### [WHAT IS REQUIRED]
Copy the data below word for word, beginning at the line that contains "the woman's hand" and continuing through the line that contains "Target: woman's hand gripping mop".

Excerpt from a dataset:
****************************************
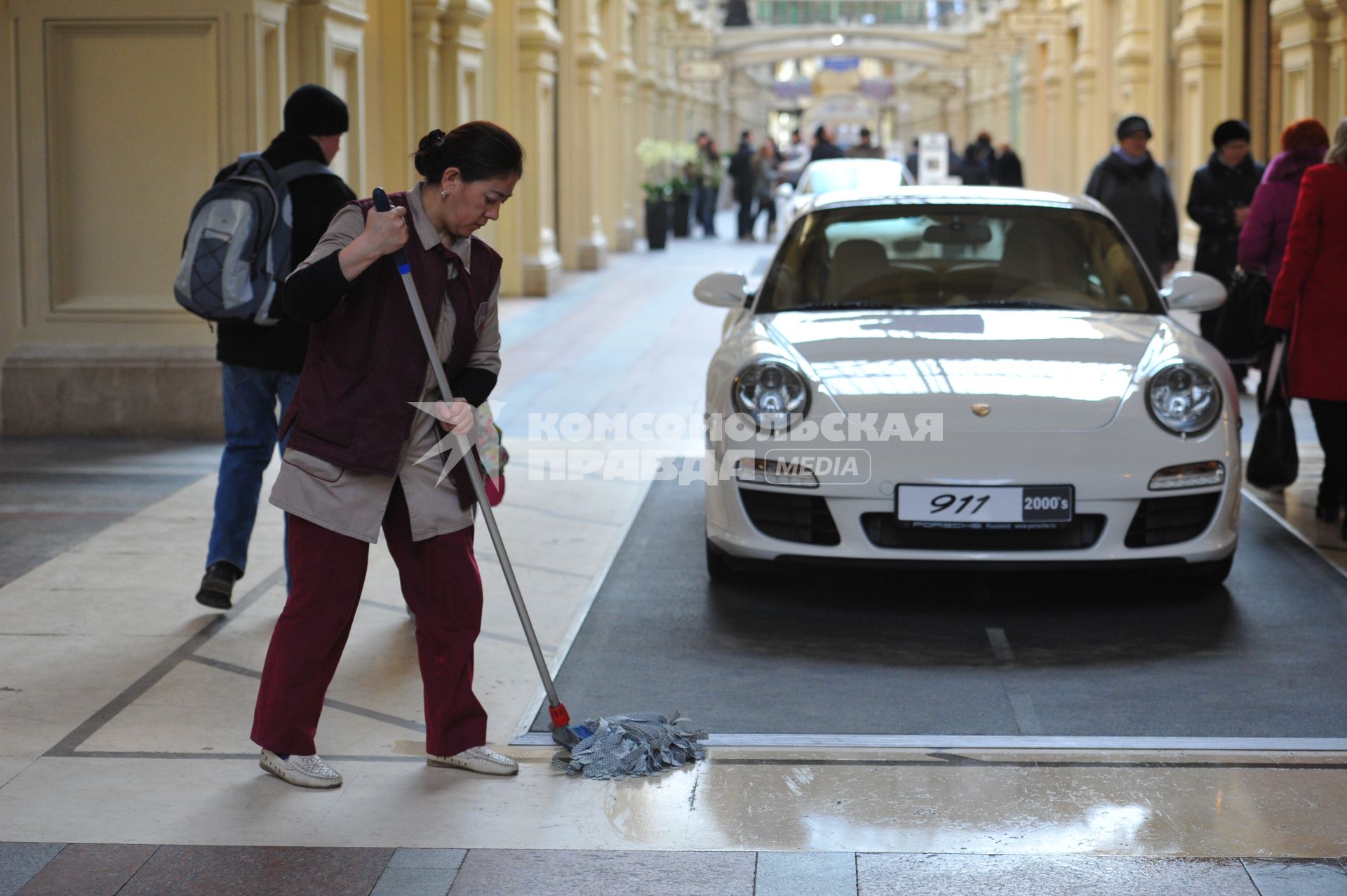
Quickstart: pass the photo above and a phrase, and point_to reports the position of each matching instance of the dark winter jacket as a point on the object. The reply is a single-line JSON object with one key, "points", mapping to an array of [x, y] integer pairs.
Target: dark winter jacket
{"points": [[1217, 192], [825, 150], [1140, 197], [741, 168], [974, 171], [314, 201], [1263, 240], [1010, 171]]}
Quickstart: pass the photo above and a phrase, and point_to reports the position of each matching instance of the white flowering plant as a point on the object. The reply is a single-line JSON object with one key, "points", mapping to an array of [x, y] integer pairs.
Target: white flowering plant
{"points": [[666, 163]]}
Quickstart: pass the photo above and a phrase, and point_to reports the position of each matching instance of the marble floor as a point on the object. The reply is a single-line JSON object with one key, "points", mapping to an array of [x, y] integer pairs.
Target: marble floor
{"points": [[124, 707]]}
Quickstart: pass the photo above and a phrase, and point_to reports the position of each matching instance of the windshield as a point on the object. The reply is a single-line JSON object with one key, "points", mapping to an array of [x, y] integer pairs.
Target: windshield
{"points": [[944, 256], [853, 175]]}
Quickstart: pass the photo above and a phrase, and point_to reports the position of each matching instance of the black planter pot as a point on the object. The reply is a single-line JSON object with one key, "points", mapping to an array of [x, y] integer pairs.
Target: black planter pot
{"points": [[683, 215], [657, 224]]}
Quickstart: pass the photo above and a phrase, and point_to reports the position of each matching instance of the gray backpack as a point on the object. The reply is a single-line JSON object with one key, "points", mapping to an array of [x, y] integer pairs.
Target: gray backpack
{"points": [[237, 244]]}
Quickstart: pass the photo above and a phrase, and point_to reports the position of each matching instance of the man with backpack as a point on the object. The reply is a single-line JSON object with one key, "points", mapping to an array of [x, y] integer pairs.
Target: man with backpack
{"points": [[260, 349]]}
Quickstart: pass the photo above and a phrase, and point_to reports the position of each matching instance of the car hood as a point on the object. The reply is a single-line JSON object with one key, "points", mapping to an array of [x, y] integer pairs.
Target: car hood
{"points": [[1036, 370]]}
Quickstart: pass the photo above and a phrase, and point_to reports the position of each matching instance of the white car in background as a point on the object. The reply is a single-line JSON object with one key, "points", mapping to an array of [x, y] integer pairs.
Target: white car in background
{"points": [[826, 175], [1031, 402]]}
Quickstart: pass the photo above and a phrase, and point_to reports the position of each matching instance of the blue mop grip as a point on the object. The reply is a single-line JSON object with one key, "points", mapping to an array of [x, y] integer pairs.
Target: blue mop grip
{"points": [[382, 203]]}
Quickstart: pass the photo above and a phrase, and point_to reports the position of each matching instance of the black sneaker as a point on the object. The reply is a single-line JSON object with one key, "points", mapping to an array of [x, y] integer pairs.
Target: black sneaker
{"points": [[217, 585]]}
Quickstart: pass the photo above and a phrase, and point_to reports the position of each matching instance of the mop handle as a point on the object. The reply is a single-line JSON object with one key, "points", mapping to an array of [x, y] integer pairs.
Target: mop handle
{"points": [[473, 473]]}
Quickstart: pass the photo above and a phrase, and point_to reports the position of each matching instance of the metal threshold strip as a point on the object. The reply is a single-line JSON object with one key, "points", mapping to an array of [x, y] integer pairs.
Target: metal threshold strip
{"points": [[1001, 742]]}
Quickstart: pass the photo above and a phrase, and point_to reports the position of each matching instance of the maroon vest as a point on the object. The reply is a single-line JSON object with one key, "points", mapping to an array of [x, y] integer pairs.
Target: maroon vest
{"points": [[367, 360]]}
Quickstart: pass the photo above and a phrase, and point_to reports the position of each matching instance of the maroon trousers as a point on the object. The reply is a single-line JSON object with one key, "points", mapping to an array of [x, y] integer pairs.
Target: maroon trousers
{"points": [[442, 588]]}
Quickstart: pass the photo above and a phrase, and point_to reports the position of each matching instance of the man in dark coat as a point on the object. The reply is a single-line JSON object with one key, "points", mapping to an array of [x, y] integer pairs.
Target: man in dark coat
{"points": [[741, 168], [1130, 185], [262, 364], [824, 146], [1219, 200], [1010, 170]]}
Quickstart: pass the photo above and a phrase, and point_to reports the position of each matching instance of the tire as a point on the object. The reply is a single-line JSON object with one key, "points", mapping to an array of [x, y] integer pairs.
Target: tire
{"points": [[717, 568], [1210, 575]]}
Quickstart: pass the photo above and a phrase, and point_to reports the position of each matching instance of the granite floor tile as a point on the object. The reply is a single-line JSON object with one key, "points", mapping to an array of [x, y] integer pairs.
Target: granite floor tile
{"points": [[909, 875], [415, 881], [259, 871], [806, 875], [538, 872], [89, 869], [427, 859], [20, 862], [1297, 876]]}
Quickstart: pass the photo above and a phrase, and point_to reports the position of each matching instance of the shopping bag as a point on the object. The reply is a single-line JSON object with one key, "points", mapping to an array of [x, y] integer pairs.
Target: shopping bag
{"points": [[1240, 330], [1275, 462]]}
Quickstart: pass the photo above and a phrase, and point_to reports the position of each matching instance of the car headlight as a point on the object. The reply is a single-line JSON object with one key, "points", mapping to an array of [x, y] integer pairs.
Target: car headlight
{"points": [[1184, 398], [771, 392]]}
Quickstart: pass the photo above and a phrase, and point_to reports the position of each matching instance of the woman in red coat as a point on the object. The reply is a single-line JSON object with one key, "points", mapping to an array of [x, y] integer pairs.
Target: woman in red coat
{"points": [[1310, 301]]}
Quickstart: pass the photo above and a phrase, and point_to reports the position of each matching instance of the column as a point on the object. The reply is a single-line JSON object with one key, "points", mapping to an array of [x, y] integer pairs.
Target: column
{"points": [[461, 92], [581, 228], [525, 42]]}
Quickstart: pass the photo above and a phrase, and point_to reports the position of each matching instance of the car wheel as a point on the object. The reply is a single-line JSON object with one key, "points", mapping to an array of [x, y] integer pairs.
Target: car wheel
{"points": [[1212, 575], [717, 566]]}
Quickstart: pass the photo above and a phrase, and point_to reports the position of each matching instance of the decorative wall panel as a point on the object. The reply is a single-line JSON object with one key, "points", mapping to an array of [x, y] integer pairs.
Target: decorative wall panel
{"points": [[133, 128]]}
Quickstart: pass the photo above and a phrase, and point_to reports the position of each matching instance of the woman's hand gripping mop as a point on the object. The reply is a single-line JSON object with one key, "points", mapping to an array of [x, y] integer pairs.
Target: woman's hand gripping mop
{"points": [[635, 744]]}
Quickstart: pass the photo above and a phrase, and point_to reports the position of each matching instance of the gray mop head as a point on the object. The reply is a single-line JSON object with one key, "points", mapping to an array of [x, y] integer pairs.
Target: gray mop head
{"points": [[634, 745]]}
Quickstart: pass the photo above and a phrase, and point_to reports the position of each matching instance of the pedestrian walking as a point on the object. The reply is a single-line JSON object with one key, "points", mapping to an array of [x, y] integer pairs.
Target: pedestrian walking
{"points": [[1307, 302], [793, 158], [351, 468], [1136, 189], [972, 168], [260, 364], [764, 186], [824, 146], [741, 168], [1218, 201], [709, 174], [864, 149], [1263, 240], [913, 162], [1010, 171]]}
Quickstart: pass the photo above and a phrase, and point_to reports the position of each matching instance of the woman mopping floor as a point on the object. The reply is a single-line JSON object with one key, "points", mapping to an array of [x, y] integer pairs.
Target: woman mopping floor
{"points": [[354, 439]]}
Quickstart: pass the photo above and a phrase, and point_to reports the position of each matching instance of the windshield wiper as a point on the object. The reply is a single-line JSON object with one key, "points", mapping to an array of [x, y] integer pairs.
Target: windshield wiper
{"points": [[841, 306], [1019, 304]]}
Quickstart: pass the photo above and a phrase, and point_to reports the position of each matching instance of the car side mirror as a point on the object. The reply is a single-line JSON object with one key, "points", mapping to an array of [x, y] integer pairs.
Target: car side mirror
{"points": [[723, 290], [1193, 291]]}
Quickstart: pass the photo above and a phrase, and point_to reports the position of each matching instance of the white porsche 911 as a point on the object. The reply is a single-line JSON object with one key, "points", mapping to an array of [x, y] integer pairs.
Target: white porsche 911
{"points": [[969, 375]]}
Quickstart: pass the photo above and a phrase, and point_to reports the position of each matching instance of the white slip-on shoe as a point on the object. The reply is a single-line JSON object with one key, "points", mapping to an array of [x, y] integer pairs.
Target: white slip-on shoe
{"points": [[483, 761], [301, 771]]}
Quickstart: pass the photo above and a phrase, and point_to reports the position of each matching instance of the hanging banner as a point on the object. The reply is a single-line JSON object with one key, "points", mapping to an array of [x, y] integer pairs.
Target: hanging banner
{"points": [[1033, 23]]}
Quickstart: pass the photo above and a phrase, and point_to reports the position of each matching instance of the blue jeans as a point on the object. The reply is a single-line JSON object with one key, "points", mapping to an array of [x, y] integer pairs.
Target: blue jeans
{"points": [[251, 426]]}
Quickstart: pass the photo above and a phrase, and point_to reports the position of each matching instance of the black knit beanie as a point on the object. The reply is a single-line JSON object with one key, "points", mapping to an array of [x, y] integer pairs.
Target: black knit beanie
{"points": [[1233, 130], [316, 112], [1133, 124]]}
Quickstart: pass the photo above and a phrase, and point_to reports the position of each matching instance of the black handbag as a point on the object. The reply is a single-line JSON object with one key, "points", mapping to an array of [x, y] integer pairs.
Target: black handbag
{"points": [[1275, 462], [1240, 330]]}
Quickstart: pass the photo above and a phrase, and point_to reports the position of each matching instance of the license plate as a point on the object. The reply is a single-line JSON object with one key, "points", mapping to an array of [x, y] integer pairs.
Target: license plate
{"points": [[985, 504]]}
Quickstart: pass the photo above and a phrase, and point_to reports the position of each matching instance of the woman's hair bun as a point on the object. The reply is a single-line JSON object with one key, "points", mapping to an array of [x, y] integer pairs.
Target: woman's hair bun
{"points": [[426, 150], [477, 149]]}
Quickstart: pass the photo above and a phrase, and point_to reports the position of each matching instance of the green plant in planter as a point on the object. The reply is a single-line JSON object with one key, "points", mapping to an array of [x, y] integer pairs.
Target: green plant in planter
{"points": [[657, 192]]}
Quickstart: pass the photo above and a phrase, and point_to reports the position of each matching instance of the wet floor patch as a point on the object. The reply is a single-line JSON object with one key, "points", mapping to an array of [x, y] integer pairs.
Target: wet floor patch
{"points": [[1075, 655]]}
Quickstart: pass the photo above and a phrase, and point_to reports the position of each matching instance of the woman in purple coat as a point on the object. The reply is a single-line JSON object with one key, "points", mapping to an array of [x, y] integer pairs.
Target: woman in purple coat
{"points": [[1263, 241]]}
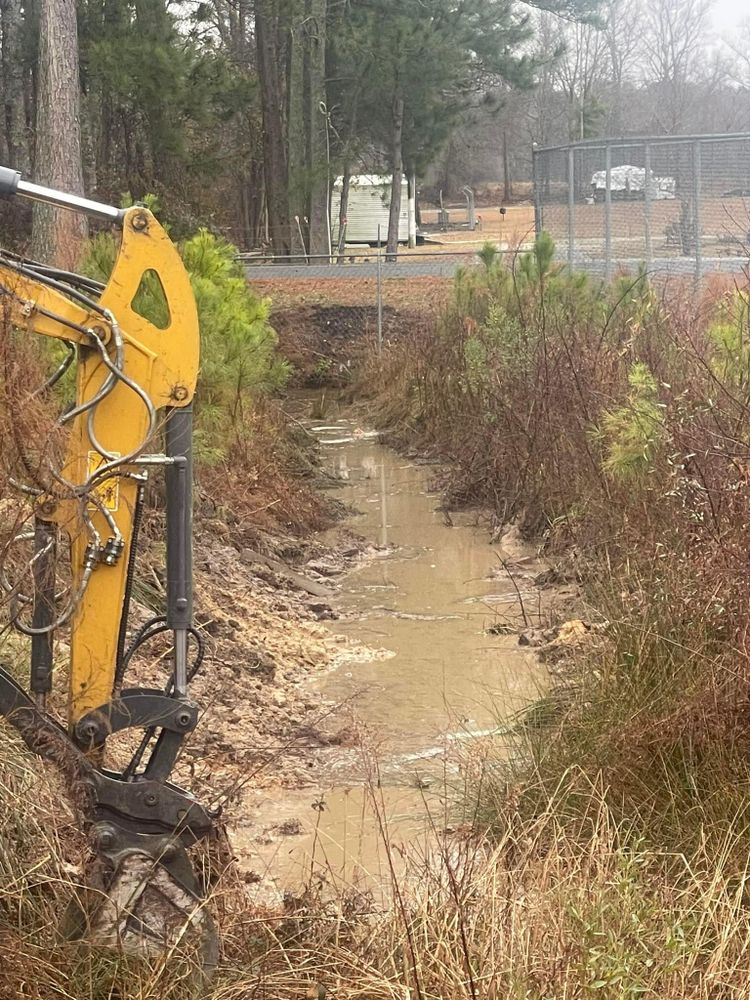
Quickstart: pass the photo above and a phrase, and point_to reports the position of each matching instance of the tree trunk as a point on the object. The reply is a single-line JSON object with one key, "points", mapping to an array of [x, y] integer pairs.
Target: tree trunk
****************************************
### [SOLUTION]
Quickstart: pass the photo above and a phrase, and point_to reports the position of each matching instance of the woman's hand gripping mop as a point on the object. The reply is a single-line JSON object with one key, "points", mapping to an array of [x, y] integer pairs.
Target: woman's hand gripping mop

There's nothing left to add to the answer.